_OBJECTIVE_: Turn everything from the start of the items down to the line that contains "[(145, 307)]", that line included, into a numbered list. Skip blank lines and leave the pictures out.

_DATA PROVIDED_:
^^^^^^^^^^^^^^^^
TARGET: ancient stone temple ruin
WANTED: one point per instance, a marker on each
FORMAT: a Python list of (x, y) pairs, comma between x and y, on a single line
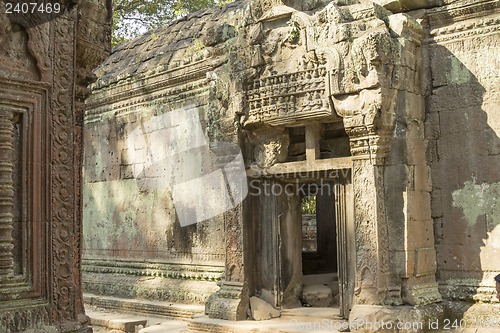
[(45, 65), (204, 137)]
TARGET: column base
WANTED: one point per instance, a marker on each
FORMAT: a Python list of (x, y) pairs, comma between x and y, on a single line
[(231, 302), (401, 319)]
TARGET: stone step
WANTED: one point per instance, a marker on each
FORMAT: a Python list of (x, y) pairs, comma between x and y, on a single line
[(145, 307), (286, 324), (112, 322)]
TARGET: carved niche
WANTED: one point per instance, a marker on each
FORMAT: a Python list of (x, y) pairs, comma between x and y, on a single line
[(40, 209)]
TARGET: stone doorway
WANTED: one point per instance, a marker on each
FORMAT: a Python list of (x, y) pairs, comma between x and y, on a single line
[(294, 268)]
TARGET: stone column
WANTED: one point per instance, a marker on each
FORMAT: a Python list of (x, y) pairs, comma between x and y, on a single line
[(382, 110), (6, 194)]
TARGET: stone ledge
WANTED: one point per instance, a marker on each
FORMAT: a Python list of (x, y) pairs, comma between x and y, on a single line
[(145, 307)]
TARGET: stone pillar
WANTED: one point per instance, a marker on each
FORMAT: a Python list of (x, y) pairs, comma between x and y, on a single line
[(383, 114), (6, 194)]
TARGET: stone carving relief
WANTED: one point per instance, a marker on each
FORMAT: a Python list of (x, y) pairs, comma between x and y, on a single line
[(47, 200)]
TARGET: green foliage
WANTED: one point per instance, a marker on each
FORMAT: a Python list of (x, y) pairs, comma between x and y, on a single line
[(309, 204), (132, 18)]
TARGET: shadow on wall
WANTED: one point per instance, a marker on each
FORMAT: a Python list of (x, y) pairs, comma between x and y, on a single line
[(463, 128)]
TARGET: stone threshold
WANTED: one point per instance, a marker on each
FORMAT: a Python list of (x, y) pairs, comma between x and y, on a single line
[(299, 320), (146, 307)]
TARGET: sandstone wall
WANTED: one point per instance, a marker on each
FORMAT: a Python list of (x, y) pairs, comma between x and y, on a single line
[(463, 133), (151, 125)]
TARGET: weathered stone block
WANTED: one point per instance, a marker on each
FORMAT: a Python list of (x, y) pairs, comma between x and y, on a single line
[(261, 310), (425, 261), (317, 295)]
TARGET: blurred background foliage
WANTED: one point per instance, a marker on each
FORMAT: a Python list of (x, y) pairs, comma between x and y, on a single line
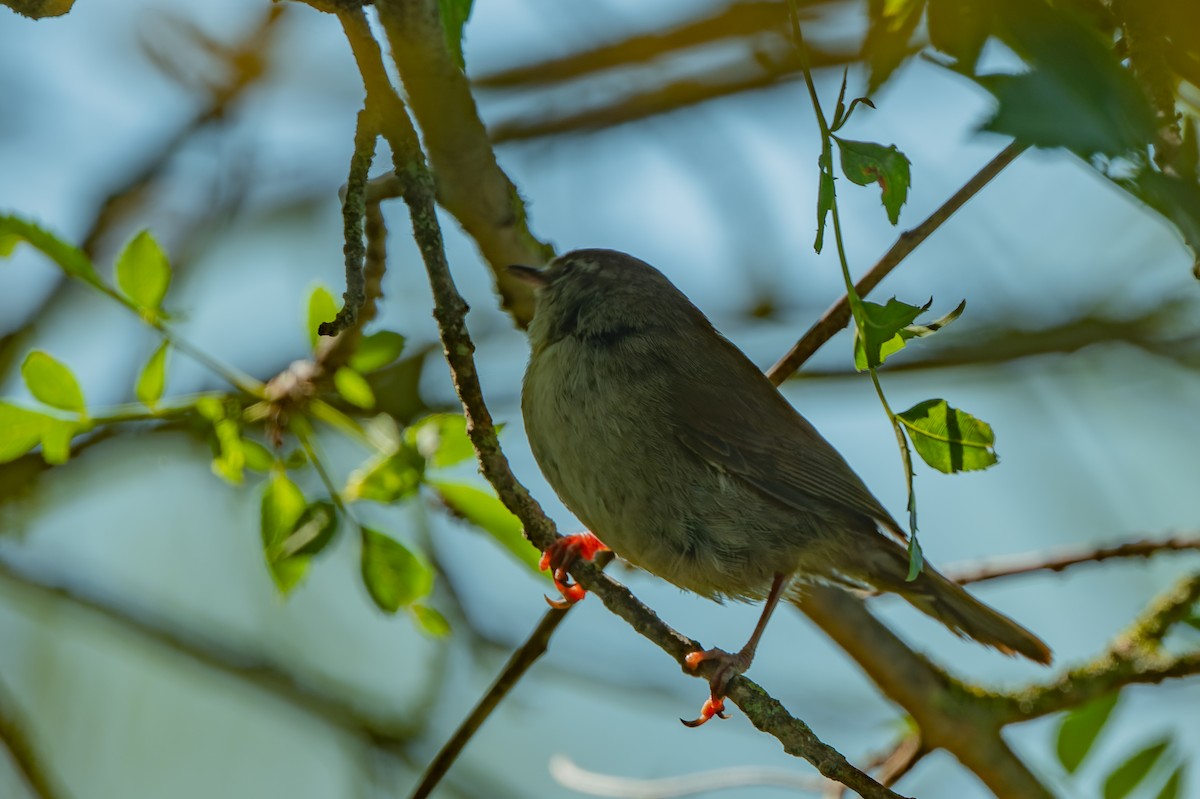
[(180, 617)]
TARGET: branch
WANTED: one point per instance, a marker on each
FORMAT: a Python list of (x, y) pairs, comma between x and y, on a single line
[(838, 314), (1029, 564)]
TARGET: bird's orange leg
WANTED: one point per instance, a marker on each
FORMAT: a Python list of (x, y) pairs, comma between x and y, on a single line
[(730, 665), (558, 559)]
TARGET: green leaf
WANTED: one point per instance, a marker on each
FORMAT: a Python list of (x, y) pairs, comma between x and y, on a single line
[(891, 24), (388, 479), (865, 163), (143, 272), (1080, 728), (393, 574), (322, 307), (377, 350), (442, 439), (1173, 785), (487, 512), (1125, 778), (51, 382), (354, 388), (69, 258), (826, 194), (283, 504), (947, 438), (454, 17), (881, 331), (154, 377), (430, 622)]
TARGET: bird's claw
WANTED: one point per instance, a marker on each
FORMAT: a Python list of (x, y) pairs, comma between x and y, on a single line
[(729, 666), (558, 559)]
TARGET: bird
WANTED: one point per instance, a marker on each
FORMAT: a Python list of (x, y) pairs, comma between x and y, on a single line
[(676, 452)]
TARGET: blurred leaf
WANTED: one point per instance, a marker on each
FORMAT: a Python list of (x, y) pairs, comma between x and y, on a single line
[(154, 377), (282, 506), (865, 163), (1080, 728), (959, 28), (1173, 785), (388, 479), (1075, 94), (1125, 778), (947, 438), (70, 258), (430, 622), (393, 574), (377, 350), (455, 14), (442, 439), (322, 307), (891, 24), (51, 382), (143, 272), (353, 388), (257, 457), (487, 512), (880, 334), (826, 194)]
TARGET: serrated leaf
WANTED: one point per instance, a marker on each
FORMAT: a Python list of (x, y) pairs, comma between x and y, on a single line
[(865, 163), (487, 512), (153, 377), (442, 439), (1127, 776), (388, 479), (354, 388), (322, 307), (1080, 728), (282, 506), (430, 622), (377, 350), (393, 574), (143, 272), (880, 334), (947, 438), (51, 382), (455, 14), (67, 257), (826, 196)]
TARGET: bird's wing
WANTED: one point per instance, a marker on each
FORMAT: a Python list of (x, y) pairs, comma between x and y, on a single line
[(736, 420)]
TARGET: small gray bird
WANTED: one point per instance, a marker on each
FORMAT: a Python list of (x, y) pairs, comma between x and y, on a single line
[(679, 455)]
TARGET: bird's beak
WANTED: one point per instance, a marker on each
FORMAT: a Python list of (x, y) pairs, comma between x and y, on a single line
[(529, 275)]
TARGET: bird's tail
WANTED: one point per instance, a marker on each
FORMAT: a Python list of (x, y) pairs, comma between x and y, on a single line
[(949, 604)]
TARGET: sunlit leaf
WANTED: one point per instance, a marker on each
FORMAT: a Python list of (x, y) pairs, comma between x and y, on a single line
[(393, 574), (865, 163), (282, 506), (947, 438), (430, 622), (1127, 776), (1080, 728), (322, 307), (487, 512), (51, 382), (153, 377), (377, 350), (881, 332), (69, 258), (143, 272), (388, 479)]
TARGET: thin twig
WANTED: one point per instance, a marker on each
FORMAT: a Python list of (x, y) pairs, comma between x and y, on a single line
[(519, 664), (838, 314), (1029, 564)]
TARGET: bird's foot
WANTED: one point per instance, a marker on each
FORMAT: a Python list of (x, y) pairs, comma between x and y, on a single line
[(558, 559), (729, 665)]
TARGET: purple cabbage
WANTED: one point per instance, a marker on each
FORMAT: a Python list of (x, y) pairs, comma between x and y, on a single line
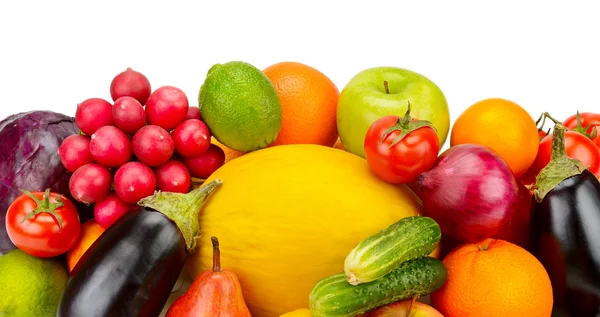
[(28, 143)]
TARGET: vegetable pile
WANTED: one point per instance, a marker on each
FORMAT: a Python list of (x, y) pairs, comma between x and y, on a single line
[(29, 142), (146, 141), (134, 194)]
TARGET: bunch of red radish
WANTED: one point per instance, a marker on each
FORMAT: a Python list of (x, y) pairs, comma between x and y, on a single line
[(146, 141)]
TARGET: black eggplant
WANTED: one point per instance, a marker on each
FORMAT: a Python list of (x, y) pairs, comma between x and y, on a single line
[(132, 267), (566, 231)]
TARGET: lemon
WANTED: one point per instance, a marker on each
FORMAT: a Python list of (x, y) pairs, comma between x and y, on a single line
[(240, 106), (30, 286)]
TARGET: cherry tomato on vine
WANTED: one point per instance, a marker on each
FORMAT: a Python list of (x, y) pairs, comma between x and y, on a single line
[(43, 224), (588, 124), (398, 149), (577, 145)]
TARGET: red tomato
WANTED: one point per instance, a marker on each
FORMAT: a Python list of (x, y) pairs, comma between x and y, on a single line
[(403, 162), (587, 119), (577, 145), (52, 228)]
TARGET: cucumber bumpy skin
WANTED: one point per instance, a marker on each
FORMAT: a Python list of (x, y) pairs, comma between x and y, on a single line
[(409, 238), (334, 297)]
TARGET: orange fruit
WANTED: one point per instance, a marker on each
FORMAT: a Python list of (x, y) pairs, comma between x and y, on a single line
[(504, 127), (309, 103), (230, 154), (493, 278), (90, 231)]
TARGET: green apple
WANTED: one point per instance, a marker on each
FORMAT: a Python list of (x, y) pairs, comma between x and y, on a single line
[(365, 99)]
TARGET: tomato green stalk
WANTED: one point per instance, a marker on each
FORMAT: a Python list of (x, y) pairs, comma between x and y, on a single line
[(584, 130), (44, 206), (405, 125)]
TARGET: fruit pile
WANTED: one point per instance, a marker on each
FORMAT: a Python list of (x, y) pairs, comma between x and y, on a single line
[(282, 196), (146, 141)]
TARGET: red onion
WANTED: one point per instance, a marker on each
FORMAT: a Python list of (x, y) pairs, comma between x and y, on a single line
[(470, 191)]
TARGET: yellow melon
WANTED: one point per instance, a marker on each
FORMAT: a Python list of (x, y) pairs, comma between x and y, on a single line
[(287, 216)]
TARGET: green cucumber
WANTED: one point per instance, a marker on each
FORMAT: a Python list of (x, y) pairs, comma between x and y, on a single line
[(409, 238), (334, 297)]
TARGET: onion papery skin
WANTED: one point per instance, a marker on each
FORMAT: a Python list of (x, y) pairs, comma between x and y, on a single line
[(470, 191)]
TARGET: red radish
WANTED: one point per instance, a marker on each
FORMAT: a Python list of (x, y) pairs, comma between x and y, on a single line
[(192, 137), (470, 192), (110, 209), (173, 177), (130, 83), (194, 113), (134, 181), (128, 114), (74, 152), (167, 107), (203, 165), (90, 183), (110, 147), (93, 114), (153, 145)]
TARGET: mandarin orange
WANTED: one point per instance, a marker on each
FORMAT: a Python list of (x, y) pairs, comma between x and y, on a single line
[(309, 102), (494, 278)]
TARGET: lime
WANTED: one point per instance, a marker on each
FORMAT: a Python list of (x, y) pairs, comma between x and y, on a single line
[(30, 286), (240, 106)]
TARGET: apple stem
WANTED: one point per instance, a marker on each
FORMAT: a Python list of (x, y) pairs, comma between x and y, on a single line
[(411, 304)]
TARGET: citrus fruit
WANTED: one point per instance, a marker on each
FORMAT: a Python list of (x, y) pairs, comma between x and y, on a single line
[(230, 154), (30, 286), (90, 231), (240, 106), (494, 278), (309, 101), (504, 127)]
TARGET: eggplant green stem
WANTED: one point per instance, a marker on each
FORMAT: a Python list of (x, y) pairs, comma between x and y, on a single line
[(183, 209), (216, 254), (560, 166), (44, 206)]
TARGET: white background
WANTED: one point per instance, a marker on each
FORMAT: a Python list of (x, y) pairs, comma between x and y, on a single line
[(542, 55)]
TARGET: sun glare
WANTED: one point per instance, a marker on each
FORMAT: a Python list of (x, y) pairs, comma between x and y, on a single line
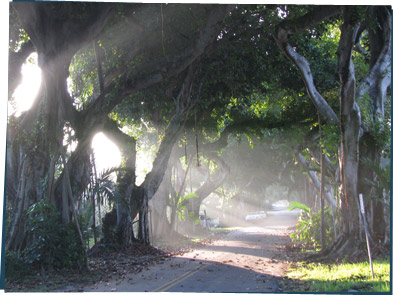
[(26, 92), (107, 154)]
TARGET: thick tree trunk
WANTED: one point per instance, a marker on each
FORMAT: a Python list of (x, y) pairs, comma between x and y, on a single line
[(350, 134)]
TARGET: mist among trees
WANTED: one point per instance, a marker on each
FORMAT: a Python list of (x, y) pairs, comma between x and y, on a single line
[(228, 106)]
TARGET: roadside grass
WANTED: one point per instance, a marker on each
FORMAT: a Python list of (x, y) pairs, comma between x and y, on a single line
[(320, 277)]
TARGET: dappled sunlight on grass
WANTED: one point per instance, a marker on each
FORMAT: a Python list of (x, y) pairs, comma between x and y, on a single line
[(320, 277)]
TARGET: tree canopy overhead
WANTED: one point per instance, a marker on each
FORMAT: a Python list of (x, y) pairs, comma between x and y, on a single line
[(300, 79)]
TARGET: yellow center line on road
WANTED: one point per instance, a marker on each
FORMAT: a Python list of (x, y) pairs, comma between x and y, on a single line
[(178, 280)]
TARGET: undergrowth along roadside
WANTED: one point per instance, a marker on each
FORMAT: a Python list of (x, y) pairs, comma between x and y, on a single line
[(324, 277)]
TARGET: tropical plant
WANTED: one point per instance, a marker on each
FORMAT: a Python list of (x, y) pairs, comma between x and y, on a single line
[(308, 234)]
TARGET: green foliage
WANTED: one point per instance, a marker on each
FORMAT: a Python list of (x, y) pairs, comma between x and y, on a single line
[(329, 277), (53, 244), (182, 207), (16, 266), (298, 205), (308, 233)]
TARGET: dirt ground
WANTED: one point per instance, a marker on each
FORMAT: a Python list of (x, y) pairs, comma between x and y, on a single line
[(250, 259)]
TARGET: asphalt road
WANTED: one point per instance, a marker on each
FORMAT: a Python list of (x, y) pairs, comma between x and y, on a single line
[(247, 260)]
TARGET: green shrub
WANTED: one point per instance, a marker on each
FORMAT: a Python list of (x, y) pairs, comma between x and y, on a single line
[(16, 267), (308, 228), (53, 244)]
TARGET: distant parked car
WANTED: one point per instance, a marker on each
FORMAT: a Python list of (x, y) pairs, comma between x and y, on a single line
[(256, 216)]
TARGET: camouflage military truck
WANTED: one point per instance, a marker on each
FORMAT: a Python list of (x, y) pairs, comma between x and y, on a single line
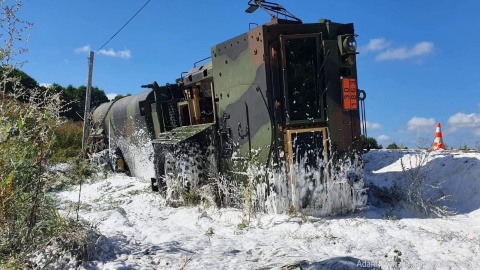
[(282, 96)]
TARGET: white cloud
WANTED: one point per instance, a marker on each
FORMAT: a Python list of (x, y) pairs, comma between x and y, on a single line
[(467, 121), (383, 138), (111, 95), (371, 125), (376, 44), (83, 49), (420, 49), (421, 124), (125, 54)]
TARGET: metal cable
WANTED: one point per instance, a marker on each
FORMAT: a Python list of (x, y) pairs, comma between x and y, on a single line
[(123, 26)]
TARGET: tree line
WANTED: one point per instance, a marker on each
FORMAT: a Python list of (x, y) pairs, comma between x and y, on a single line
[(71, 95)]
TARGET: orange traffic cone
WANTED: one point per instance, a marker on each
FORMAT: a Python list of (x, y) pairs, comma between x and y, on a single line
[(438, 142)]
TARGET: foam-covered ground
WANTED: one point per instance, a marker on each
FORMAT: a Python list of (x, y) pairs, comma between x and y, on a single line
[(141, 233)]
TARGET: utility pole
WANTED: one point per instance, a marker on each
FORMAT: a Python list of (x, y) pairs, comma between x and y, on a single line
[(86, 119)]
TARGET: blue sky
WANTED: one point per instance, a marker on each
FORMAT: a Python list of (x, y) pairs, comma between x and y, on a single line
[(418, 60)]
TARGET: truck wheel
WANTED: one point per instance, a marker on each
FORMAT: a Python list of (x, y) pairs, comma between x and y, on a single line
[(166, 168)]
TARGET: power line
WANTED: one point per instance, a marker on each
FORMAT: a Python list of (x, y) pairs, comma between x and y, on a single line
[(123, 26)]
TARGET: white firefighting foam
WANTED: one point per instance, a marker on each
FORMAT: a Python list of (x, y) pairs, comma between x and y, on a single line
[(137, 151)]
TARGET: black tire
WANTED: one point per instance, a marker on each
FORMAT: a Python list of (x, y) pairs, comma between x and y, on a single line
[(164, 164)]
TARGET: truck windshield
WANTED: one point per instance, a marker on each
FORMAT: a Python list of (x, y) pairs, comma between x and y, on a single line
[(301, 74)]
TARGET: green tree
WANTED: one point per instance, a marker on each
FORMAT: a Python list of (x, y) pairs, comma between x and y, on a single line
[(75, 98)]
^^^^^^^^^^^^^^^^
_EXERCISE RESPONSE_:
1. TARGET: ancient stone temple ruin
2. WANTED: one point per instance, a marker on each
3. FORMAT: a Python list of (x, y) pairs, comma between x and y, on a single line
4. [(45, 65), (204, 137)]
5. TARGET: column base
6. WANTED: one point per instance, a marker on each
7. FORMAT: a Python list of (x, y) pairs, comma between x and y, on a single line
8. [(231, 302), (401, 319)]
9. TARGET: stone step
10. WANTED: one point per instance, a marker on each
11. FORMAT: a Python list of (x, y) pairs, comma between x and y, on a single line
12. [(145, 307), (286, 324), (112, 322)]
13. TARGET: carved niche
14. WANTED: one point per instance, a marker on each
15. FORMAT: a Python list of (x, y) pairs, comma between x and y, on a single line
16. [(40, 209)]
17. TARGET: stone doorway
18. WANTED: one point per instance, a marker on each
19. FORMAT: a Python list of (x, y) pairs, comma between x and y, on a single line
20. [(294, 268)]
21. TARGET: stone column
22. WANTED: one point per instance, a marker on each
23. FORMAT: a Python list of (x, y) pairs, comma between x and y, on a single line
24. [(382, 110), (6, 194)]
25. TARGET: stone ledge
26. WANTED: one point per instance, a marker on each
27. FORMAT: a Python list of (x, y) pairs, comma between x and y, on a single line
28. [(145, 307)]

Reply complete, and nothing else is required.